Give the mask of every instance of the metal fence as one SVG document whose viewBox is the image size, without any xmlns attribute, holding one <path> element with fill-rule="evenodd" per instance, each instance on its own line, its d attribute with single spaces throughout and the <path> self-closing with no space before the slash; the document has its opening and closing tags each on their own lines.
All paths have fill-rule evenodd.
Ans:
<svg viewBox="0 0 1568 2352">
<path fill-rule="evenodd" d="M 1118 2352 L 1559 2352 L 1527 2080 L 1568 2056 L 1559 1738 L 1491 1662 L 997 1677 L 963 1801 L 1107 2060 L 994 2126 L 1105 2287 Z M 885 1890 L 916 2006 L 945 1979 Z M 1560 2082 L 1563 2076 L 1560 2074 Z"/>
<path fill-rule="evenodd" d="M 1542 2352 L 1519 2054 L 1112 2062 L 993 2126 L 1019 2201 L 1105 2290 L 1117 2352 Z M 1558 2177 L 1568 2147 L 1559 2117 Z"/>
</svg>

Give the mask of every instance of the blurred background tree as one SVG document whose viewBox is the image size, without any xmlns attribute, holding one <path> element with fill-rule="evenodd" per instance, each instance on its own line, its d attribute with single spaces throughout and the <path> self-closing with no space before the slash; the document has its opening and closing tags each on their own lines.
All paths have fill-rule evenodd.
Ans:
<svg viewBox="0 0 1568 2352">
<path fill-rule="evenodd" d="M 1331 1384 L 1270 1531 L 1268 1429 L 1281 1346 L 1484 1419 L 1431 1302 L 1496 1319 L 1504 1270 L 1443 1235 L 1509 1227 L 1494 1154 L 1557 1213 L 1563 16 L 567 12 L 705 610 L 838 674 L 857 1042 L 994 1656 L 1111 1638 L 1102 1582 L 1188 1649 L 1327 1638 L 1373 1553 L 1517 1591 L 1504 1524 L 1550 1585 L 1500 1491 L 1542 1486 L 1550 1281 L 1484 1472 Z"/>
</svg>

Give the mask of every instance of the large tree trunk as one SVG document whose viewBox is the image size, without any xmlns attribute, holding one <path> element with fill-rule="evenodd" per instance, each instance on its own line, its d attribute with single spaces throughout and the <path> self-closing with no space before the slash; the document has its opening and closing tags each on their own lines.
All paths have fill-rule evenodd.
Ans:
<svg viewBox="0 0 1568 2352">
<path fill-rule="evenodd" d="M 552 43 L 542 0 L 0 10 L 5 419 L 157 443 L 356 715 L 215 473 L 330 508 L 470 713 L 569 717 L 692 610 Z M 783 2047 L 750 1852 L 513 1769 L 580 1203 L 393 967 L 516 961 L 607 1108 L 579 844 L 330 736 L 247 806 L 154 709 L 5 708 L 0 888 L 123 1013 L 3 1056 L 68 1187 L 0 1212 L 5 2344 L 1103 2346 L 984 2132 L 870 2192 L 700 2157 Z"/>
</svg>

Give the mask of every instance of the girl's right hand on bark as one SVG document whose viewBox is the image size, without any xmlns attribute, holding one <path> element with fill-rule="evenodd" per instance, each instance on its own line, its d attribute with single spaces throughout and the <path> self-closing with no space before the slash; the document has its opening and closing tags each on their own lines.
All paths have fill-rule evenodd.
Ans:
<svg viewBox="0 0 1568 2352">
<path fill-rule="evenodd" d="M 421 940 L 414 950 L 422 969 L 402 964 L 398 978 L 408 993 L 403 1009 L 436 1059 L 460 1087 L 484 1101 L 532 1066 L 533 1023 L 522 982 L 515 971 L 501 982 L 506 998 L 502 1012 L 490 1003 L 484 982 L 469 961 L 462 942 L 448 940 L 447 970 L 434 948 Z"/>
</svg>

_What this task involves_
Every entry needs to be copied again exactly.

_Result_
Give the mask of every instance of the metal fence as one SVG document whose viewBox is the image size, without any xmlns attribute, holding one <path> element with fill-rule="evenodd" per instance, each instance on its own line, its d attribute with single spaces throughout and the <path> self-closing with no space before the slash; the document has its opening and closing tags each on their own lines.
All paths have fill-rule evenodd.
Ans:
<svg viewBox="0 0 1568 2352">
<path fill-rule="evenodd" d="M 1118 2352 L 1559 2352 L 1527 2080 L 1568 2056 L 1559 1738 L 1491 1662 L 997 1677 L 963 1801 L 1107 2060 L 994 2126 L 1105 2287 Z M 885 1890 L 916 2006 L 945 1979 Z M 1560 2082 L 1563 2076 L 1560 2074 Z"/>
<path fill-rule="evenodd" d="M 1542 2352 L 1519 2054 L 1112 2062 L 993 2126 L 1019 2201 L 1105 2290 L 1117 2352 Z M 1558 2177 L 1568 2147 L 1559 2117 Z"/>
</svg>

Give the mask of every instance of the blurred background tree as one SVG document whose viewBox is the image size, without any xmlns attribute, holding one <path> element with fill-rule="evenodd" per instance, each instance on its own line, its d attribute with single spaces throughout and the <path> self-closing with no space before the slash; the document has its opening and closing tags each on their own lines.
All paths have fill-rule evenodd.
Ans:
<svg viewBox="0 0 1568 2352">
<path fill-rule="evenodd" d="M 1331 1384 L 1270 1531 L 1268 1429 L 1281 1346 L 1484 1419 L 1431 1302 L 1496 1319 L 1504 1270 L 1443 1235 L 1509 1227 L 1494 1154 L 1557 1213 L 1563 16 L 567 12 L 705 610 L 838 674 L 857 1042 L 994 1656 L 1111 1638 L 1102 1582 L 1188 1649 L 1327 1638 L 1373 1553 L 1517 1591 L 1504 1524 L 1550 1585 L 1500 1491 L 1542 1486 L 1550 1281 L 1484 1472 Z"/>
</svg>

Give the mask of every instance of the large tree trunk as one SVG document whose viewBox is the image size, without any xmlns attribute, holding one <path> element with fill-rule="evenodd" per instance, each instance on its own line, its d attribute with single spaces throughout and the <path> self-closing with no space before the slash; the document has its opening and closing tags each on their own lines.
All paths have fill-rule evenodd.
Ans:
<svg viewBox="0 0 1568 2352">
<path fill-rule="evenodd" d="M 552 43 L 542 0 L 0 10 L 5 419 L 157 443 L 356 715 L 215 473 L 330 508 L 470 713 L 569 717 L 692 610 Z M 783 2047 L 750 1852 L 513 1769 L 580 1203 L 393 967 L 516 961 L 607 1108 L 579 844 L 330 736 L 247 806 L 154 709 L 5 708 L 0 888 L 123 1013 L 3 1056 L 68 1187 L 0 1212 L 5 2344 L 1103 2346 L 984 2132 L 870 2192 L 700 2157 Z"/>
</svg>

Give the mask of every instance of the girl's right hand on bark as one SVG document whose viewBox is the image size, without any xmlns attribute, holding one <path> element with fill-rule="evenodd" per instance, each instance on its own line, its d attribute with single spaces throughout and the <path> self-closing with no space before the slash; the document has its opening and closing tags each on their own lines.
All paths have fill-rule evenodd.
Ans:
<svg viewBox="0 0 1568 2352">
<path fill-rule="evenodd" d="M 421 940 L 414 950 L 422 969 L 402 964 L 398 978 L 408 993 L 403 1009 L 436 1059 L 460 1087 L 484 1101 L 532 1066 L 533 1023 L 522 982 L 515 971 L 501 982 L 506 998 L 502 1012 L 490 1003 L 484 982 L 469 961 L 462 942 L 448 940 L 447 970 L 434 948 Z"/>
</svg>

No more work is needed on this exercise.